ENG3111 Technology Design Project
|Semester 2, 2013 External Toowoomba|
|Faculty or Section :||Faculty of Engineering & Surveying|
|School or Department :||Faculty of Engineering & Surveying|
|Version produced :||21 July 2014|
Examiner: Chris Snook
Moderator: Lyn Brodie
Undergraduate students must have completed 14 courses in their program.
In this course, the widest implications of a service, product, or process are considered at the project design stage, including not only the technical interactions of the various subsystems, but also the financial, ethical, political, sociological, and socio-economic implications. This course leads the student to an understanding of the philosophy and methodology of the design process in the context of systems which embrace political, sociological, economic, technical, and ergonomic aspects.
The Technology Design Project is the capstone project course in the three-year Bachelor of Engineering Technology program. The project is team-based with students working in small groups of four students drawn from a specific discipline area. Each team will work on a project drawn from the list of the current years Engineers Without Borders (EWB) challenge (or similar) but in greater detail and with more focus on interactions within the system. The project is intended to enable students to demonstrate their attainment of in-depth design skills with a definite deliverable in the form of a detailed report accompanied by engineering drawings and related calculations. The experience gained in this course will enhance a student's ability to perform project work, to be innovative, to solve problems and identify solutions, thereby developing engineering judgement
This is a senior course and it is assumed that the student has the maturity, knowledge and skills base commensurate with having completed the first two years of their undergraduate course.
The course objectives define the student learning outcomes for a course. On completion of this course, students should be able to:
- conceptualize problems and develop strategic solutions from open-ended scenarios;
- identify, review, and evaluate multi-disciplinary design projects that require the system design approach;
- rationalize, plan, develop, optimize, and communicate a system design in the wider engineering environment of statutes, ecology, common law, ergonomics, social acceptability, marketing, and economics, etc;
- apply specialist knowledge and evaluative skills in a number of new areas within discipline specialization;
- transfer and apply appropriate use of computer technology to the design project;
- cooperate as effective members of teams working on multi-disciplinary projects;
- communicate project results in a professional manner with correct Harvard referencing, formal report structure, an executive summary and a formal conveyance letter.
|1.||Planning report: Project topic selection and accompanying justification||5.00|
|2.||Planning report: Proposed project outline||5.00|
|3.||Planning report: Project schedule with team member tasks identified (Gantt Chart)||5.00|
|4.||Planning report: Preliminary costing estimates||5.00|
|6.||Final report: Presentation, structure and correct Harvard referencing||5.00|
|7.||Final report: Supported appropriate engineering drawings, figures, calculations and appendices||15.00|
|8.||Final report: Appropriate engineering design||20.00|
Text and materials required to be purchased or accessed
ALL textbooks and materials available to be purchased can be sourced from USQ's Online Bookshop (unless otherwise stated). (https://bookshop.usq.edu.au/bookweb/subject.cgi?year=2013&sem=02&subject1=ENG3111)
Please contact us for alternative purchase options from USQ Bookshop. (https://bookshop.usq.edu.au/contact/)
Engineers Australia, Chartered Status Handbook: Applicant’s handbook for Chartered Professional Engineer, Chartered Engineering Technologist and Chartered Engineering Officer.

▸ **Information provided**:
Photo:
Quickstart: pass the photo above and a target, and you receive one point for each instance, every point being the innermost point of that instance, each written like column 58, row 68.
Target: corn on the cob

▸ **Tasks for this exercise**:
**a)** Which items in the ENG3111 course outline belong to the planning report? List each one.
**b)** According to the ENG3111 course outline, how many students make up each project team?
**c)** Go on with the ENG3111 course outline, picking up after its final line.

▸ **Replies**:
**a)**
- Project topic selection and accompanying justification
- Proposed project outline
- Project schedule with team member tasks identified (Gantt Chart)
- Preliminary costing estimates

**b)** Four students.

**c)**
ENG2102 Engineering problem solving and analysis: external study package, University of Southern Queensland, Toowoomba.
Student workload requirements
|Description||Marks out of||Wtg (%)||Due Date||Notes|
|WEEKLY REPORTS||100||10||16 Jul 2013||(see note 1)|
|PLANNING REPORT||200||20||21 Aug 2013|
|FINAL REPORT||700||70||23 Oct 2013|
- Progress reports must be submitted on a weekly basis. The examiner shall notify students of the due date during the semester.
Important assessment information
There are no attendance requirements for this course. However, it is the students' responsibility to study all material provided to them or required to be accessed by them to maximise their chance of meeting the objectives of the course and to be informed of course-related activities and administration.
Requirements for students to complete each assessment item satisfactorily:
To satisfactorily complete an individual assessment item a student must achieve at least 50% of the marks or a grade of at least C-. (Depending upon the requirements in Statement 4 below, students may not have to satisfactorily complete each assessment item to receive a passing grade in this course.)
Penalties for late submission of required work:
If students submit assignments after the due date without (prior) approval of the examiner then a penalty of 5% of the total marks gained by the student for the assignment may apply for each working day late up to ten working days at which time a mark of zero may be recorded. No assignments will be accepted after model answers have been posted.
Requirements for student to be awarded a passing grade in the course:
To be assured of receiving a passing grade in a course a student must obtain at least 50% of the total weighted marks for the course.
Method used to combine assessment results to attain final grade:
The final grades for students will be assigned on the basis of the aggregate of the weighted marks /grades obtained for each of the summative assessment items in the course.
There is no examination in this course.
Examination period when Deferred/Supplementary examinations will be held:
University Student Policies:
Students should read the USQ policies: Definitions, Assessment and Student Academic Misconduct to avoid actions which might contravene University policies and practices. These policies can be found at http://policy.usq.edu.au.
The due date for an assignment is the date by which a student must despatch the assignment to the USQ. The onus is on the student to provide proof of the despatch date, if requested by the Examiner.
Students must retain a copy of each item submitted for assessment. This must be despatched to USQ within 24 hours if required by the Examiner.
In accordance with University Policy, the Examiner may grant an extension of the due date of an assignment in extenuating circumstances.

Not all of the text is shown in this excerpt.